Extracted text >>

In California law enforcement news…

Authorities in southern California are doubtful about a private fraternal group’s claim of lawful right to wield police jurisdiction over 33 states and Mexico, even though one of its promoters happens to be a deputy director for community affairs in the office of real-life California Attorney General Kamala Harris. “A website claiming to represent their force cites connections to the Knights Templars that they say go back 3,000 years.” [Los Angeles Times] As I’ve often noted about the phenomenon I call “folk law,” just as fantasies about living in past ages never seem to involve being a serf oneself, but always being Cleopatra or a Viking raider, so fantasies about alternative orders of legal legitimacy tend toward giving you the right to arrest other people, rather than vice versa.

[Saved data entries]
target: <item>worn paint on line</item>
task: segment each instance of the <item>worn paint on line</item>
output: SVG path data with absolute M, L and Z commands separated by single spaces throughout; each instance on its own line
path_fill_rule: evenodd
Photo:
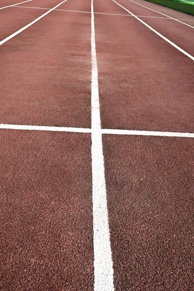
M 98 95 L 93 0 L 91 3 L 92 169 L 93 204 L 94 290 L 113 291 L 104 157 Z

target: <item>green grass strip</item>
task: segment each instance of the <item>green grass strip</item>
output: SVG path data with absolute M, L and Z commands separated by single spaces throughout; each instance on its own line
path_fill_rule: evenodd
M 159 4 L 162 6 L 165 6 L 175 10 L 178 10 L 184 13 L 190 14 L 194 16 L 194 5 L 177 1 L 171 1 L 171 0 L 146 0 L 148 2 L 152 2 L 156 4 Z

What is needed >> Reproduce the text about the fraternal group's police claim word for word, starting at "Authorities in southern" and ending at "than vice versa.".

Your response >>
Authorities in southern California are doubtful about a private fraternal group’s claim of lawful right to wield police jurisdiction over 33 states and Mexico, even though one of its promoters happens to be a deputy director for community affairs in the office of real-life California Attorney General Kamala Harris. “A website claiming to represent their force cites connections to the Knights Templars that they say go back 3,000 years.” [Los Angeles Times] As I’ve often noted about the phenomenon I call “folk law,” just as fantasies about living in past ages never seem to involve being a serf oneself, but always being Cleopatra or a Viking raider, so fantasies about alternative orders of legal legitimacy tend toward giving you the right to arrest other people, rather than vice versa.